DO THIS
Write out every line of the listing below word for word, leaving the pictures out.

Items in a dataset listing:
begin
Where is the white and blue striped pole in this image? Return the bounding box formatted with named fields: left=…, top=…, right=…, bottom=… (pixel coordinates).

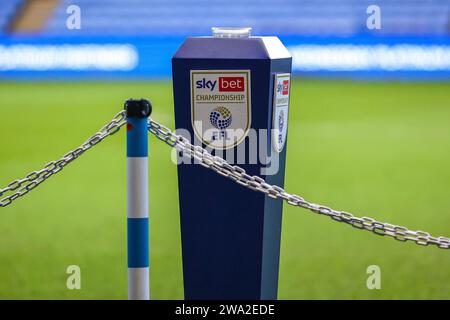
left=125, top=99, right=151, bottom=300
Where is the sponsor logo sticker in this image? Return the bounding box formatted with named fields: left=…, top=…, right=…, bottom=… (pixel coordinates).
left=191, top=70, right=251, bottom=149
left=272, top=73, right=291, bottom=152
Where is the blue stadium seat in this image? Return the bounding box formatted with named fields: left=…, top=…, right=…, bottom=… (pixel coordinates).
left=0, top=0, right=23, bottom=33
left=0, top=0, right=450, bottom=36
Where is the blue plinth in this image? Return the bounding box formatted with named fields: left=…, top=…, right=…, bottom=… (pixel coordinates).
left=172, top=37, right=292, bottom=299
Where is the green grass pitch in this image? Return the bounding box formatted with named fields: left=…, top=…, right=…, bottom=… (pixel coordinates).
left=0, top=80, right=450, bottom=299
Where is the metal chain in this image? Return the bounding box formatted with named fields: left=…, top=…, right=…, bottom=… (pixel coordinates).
left=0, top=111, right=126, bottom=207
left=148, top=119, right=450, bottom=249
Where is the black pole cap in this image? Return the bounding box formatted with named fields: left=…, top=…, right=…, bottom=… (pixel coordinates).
left=124, top=99, right=152, bottom=118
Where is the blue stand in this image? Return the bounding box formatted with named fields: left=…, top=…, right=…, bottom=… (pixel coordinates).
left=172, top=32, right=292, bottom=299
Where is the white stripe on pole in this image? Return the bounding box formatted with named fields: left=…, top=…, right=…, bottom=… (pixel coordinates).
left=127, top=157, right=148, bottom=218
left=128, top=267, right=150, bottom=300
left=127, top=157, right=150, bottom=300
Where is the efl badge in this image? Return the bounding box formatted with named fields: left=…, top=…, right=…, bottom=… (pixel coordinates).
left=191, top=70, right=251, bottom=149
left=272, top=73, right=291, bottom=152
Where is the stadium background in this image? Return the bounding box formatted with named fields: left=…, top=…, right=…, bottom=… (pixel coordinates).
left=0, top=0, right=450, bottom=299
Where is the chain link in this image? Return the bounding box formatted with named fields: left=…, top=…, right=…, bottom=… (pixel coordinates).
left=148, top=119, right=450, bottom=249
left=0, top=111, right=126, bottom=207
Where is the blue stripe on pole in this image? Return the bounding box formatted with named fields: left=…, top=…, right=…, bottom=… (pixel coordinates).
left=127, top=117, right=148, bottom=157
left=127, top=218, right=149, bottom=268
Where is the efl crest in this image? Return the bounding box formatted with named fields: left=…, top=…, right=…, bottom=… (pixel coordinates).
left=272, top=73, right=291, bottom=152
left=191, top=70, right=251, bottom=149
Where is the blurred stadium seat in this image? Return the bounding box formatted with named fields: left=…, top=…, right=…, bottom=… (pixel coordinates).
left=0, top=0, right=450, bottom=36
left=0, top=0, right=23, bottom=32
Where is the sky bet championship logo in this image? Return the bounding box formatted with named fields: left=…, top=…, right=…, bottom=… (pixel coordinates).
left=191, top=70, right=251, bottom=149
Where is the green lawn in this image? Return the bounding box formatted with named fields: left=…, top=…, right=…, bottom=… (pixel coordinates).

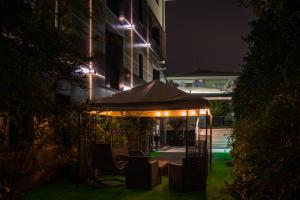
left=24, top=153, right=231, bottom=200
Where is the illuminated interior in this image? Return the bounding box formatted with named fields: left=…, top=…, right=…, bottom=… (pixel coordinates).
left=90, top=108, right=211, bottom=117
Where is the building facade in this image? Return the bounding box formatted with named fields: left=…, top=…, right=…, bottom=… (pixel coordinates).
left=55, top=0, right=166, bottom=102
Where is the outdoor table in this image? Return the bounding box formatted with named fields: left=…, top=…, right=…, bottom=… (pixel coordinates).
left=158, top=160, right=168, bottom=182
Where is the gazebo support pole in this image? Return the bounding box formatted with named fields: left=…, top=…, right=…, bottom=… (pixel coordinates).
left=185, top=110, right=189, bottom=158
left=138, top=117, right=141, bottom=151
left=209, top=114, right=213, bottom=171
left=204, top=110, right=208, bottom=172
left=76, top=112, right=81, bottom=188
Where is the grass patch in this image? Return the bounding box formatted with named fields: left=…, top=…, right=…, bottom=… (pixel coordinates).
left=22, top=152, right=231, bottom=200
left=150, top=151, right=160, bottom=158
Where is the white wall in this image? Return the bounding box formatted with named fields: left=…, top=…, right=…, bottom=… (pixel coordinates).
left=147, top=0, right=165, bottom=31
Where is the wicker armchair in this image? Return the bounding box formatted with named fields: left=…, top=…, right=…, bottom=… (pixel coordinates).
left=126, top=156, right=160, bottom=190
left=169, top=157, right=207, bottom=192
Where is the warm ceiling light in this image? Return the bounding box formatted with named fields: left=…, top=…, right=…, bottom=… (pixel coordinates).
left=191, top=110, right=196, bottom=116
left=200, top=109, right=206, bottom=115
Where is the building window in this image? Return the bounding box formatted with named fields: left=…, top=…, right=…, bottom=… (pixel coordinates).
left=139, top=54, right=144, bottom=79
left=152, top=27, right=160, bottom=46
left=106, top=0, right=121, bottom=17
left=153, top=69, right=160, bottom=80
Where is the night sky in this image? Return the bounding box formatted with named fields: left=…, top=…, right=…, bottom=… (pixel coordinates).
left=166, top=0, right=254, bottom=74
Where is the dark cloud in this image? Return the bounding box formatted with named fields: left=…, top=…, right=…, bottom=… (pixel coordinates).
left=166, top=0, right=254, bottom=74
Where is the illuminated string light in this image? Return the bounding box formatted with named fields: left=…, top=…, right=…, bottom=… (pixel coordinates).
left=89, top=0, right=93, bottom=100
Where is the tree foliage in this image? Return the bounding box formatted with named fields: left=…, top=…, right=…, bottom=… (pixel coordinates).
left=0, top=0, right=81, bottom=147
left=231, top=0, right=300, bottom=199
left=0, top=0, right=84, bottom=199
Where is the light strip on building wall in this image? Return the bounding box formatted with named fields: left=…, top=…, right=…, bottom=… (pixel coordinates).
left=89, top=0, right=93, bottom=100
left=119, top=16, right=151, bottom=48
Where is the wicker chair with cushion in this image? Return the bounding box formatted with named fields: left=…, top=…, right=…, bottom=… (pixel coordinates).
left=126, top=156, right=160, bottom=190
left=169, top=157, right=207, bottom=192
end
RESPONSE TO THE EXERCISE
Where is the white and blue striped pole in this image? Return the bounding box formatted with named fields: left=…, top=…, right=…, bottom=… (pixel coordinates).

left=125, top=99, right=151, bottom=300
Where is the sponsor logo sticker in this image? Return the bounding box formatted with named fields: left=…, top=…, right=…, bottom=… (pixel coordinates).
left=191, top=70, right=251, bottom=149
left=272, top=73, right=291, bottom=152
Where is the blue stadium seat in this image? Return the bounding box formatted with named fields: left=…, top=…, right=…, bottom=… (pixel coordinates).
left=0, top=0, right=23, bottom=33
left=0, top=0, right=450, bottom=36
Where is the blue plinth in this image? Return the bounding box formatted with named fields: left=…, top=…, right=…, bottom=… (pixel coordinates).
left=172, top=37, right=292, bottom=299
Where is the green grass pitch in this image? Return the bounding box formatted with named fields: left=…, top=…, right=…, bottom=… (pixel coordinates).
left=0, top=80, right=450, bottom=299
Where is the metal chain in this image? Return the bounding box formatted with named fields: left=…, top=…, right=…, bottom=… (pixel coordinates).
left=0, top=111, right=126, bottom=207
left=148, top=119, right=450, bottom=249
Where is the black pole cap in this image? Return the bounding box formatted with named fields: left=…, top=…, right=…, bottom=… (pixel coordinates).
left=124, top=99, right=152, bottom=118
Where is the blue stand in this image? Return the bounding box formatted with named fields: left=…, top=…, right=…, bottom=… (pixel coordinates).
left=172, top=32, right=292, bottom=299
Where is the white stripe on pole in this image? Return the bounding box formatted with named fields: left=…, top=…, right=…, bottom=… (pixel coordinates).
left=127, top=157, right=148, bottom=218
left=128, top=267, right=150, bottom=300
left=127, top=157, right=150, bottom=300
Where is the efl badge in this image? Return the bounding box formatted with named fields: left=…, top=…, right=…, bottom=… (pixel coordinates).
left=191, top=70, right=251, bottom=149
left=272, top=73, right=291, bottom=152
Where is the stadium background in this image? Return the bounding box formatted with named fields: left=…, top=…, right=…, bottom=… (pixel coordinates).
left=0, top=0, right=450, bottom=299
Where is the chain link in this image? Return the bounding box formatted with named fields: left=…, top=…, right=…, bottom=… (pixel coordinates).
left=148, top=119, right=450, bottom=249
left=0, top=111, right=126, bottom=207
Where is the blue stripe on pole in this image? Return the bounding box formatted with named fields: left=…, top=…, right=…, bottom=… (pixel coordinates).
left=127, top=117, right=148, bottom=157
left=127, top=218, right=149, bottom=268
Where is the efl crest in this image? Return the bounding box formatted with named fields: left=…, top=…, right=…, bottom=… (pixel coordinates).
left=272, top=73, right=291, bottom=152
left=191, top=70, right=251, bottom=149
Where is the blurred stadium seat in this image? Return the bounding box formatted with named fields: left=…, top=…, right=…, bottom=… (pixel coordinates).
left=0, top=0, right=450, bottom=36
left=0, top=0, right=23, bottom=32
Where is the sky bet championship logo in this image? Return the bounding box formatted with named fields: left=…, top=…, right=…, bottom=… (pixel coordinates).
left=191, top=70, right=251, bottom=149
Where is the green lawn in this image? Return the bounding box formatted with named fields: left=…, top=…, right=…, bottom=… (pixel coordinates).

left=24, top=153, right=231, bottom=200
Where is the illuminated interior in this image? Return the bounding box formatted with named fields: left=…, top=…, right=…, bottom=… (pixel coordinates).
left=90, top=108, right=211, bottom=117
Where is the building facade in this image? Return the bounding box formatted with named fields: left=…, top=…, right=…, bottom=… (pixel coordinates).
left=55, top=0, right=166, bottom=102
Where is the outdoor table in this image? Return the bounding box formatted with named fields: left=…, top=…, right=…, bottom=… (pixel coordinates).
left=158, top=160, right=168, bottom=182
Where is the gazebo support pole in this image? Return the bounding box formatted with named fields: left=…, top=…, right=…, bottom=… (pixel coordinates).
left=185, top=110, right=189, bottom=158
left=138, top=117, right=141, bottom=151
left=209, top=114, right=213, bottom=171
left=204, top=110, right=208, bottom=172
left=76, top=112, right=81, bottom=188
Where is the grass patch in this image? Return the bounding box formatted with named fields: left=…, top=…, right=…, bottom=… (pixel coordinates).
left=22, top=152, right=231, bottom=200
left=150, top=151, right=160, bottom=158
Where is the white wall in this image? Return the bounding box formatted with named fields: left=…, top=…, right=…, bottom=… (pixel coordinates).
left=147, top=0, right=165, bottom=31
Where is the wicker armchair in this image? Return the bounding box formatted with named fields: left=…, top=…, right=…, bottom=… (pixel coordinates).
left=126, top=156, right=160, bottom=190
left=169, top=157, right=207, bottom=192
Where is the warm ceiling light in this image? Return the bounding box formatted with named fields: left=…, top=…, right=…, bottom=… (pixel coordinates).
left=191, top=110, right=196, bottom=116
left=200, top=109, right=206, bottom=115
Where is the building window in this image? Return the bounding box formatted with named fields: left=…, top=…, right=…, bottom=… (pixel coordinates).
left=139, top=54, right=144, bottom=79
left=152, top=27, right=160, bottom=46
left=106, top=0, right=121, bottom=17
left=153, top=69, right=160, bottom=80
Where is the night sky in this image? Return the bounding box formatted with named fields: left=…, top=…, right=…, bottom=… (pixel coordinates).
left=166, top=0, right=254, bottom=74
Where is the dark cloud in this image? Return the bounding box formatted with named fields: left=…, top=…, right=…, bottom=… (pixel coordinates).
left=166, top=0, right=254, bottom=74
Where is the illuminated string light in this image? Return the bounding box formatted with named fields: left=…, top=…, right=…, bottom=… (pixel coordinates).
left=89, top=0, right=93, bottom=100
Where is the tree foliage in this image? Return the bounding box formatted with named fields: left=…, top=…, right=…, bottom=… (pixel coordinates).
left=0, top=0, right=81, bottom=147
left=231, top=0, right=300, bottom=199
left=0, top=0, right=84, bottom=199
Where is the light strip on building wall in this image? Return the bounding box formatted with named fields: left=…, top=…, right=…, bottom=… (pixel coordinates).
left=89, top=0, right=93, bottom=100
left=119, top=16, right=151, bottom=48
Where is the wicker chair with cushion in this image? Return the bounding box formatted with named fields: left=…, top=…, right=…, bottom=… (pixel coordinates).
left=126, top=156, right=160, bottom=190
left=169, top=157, right=207, bottom=192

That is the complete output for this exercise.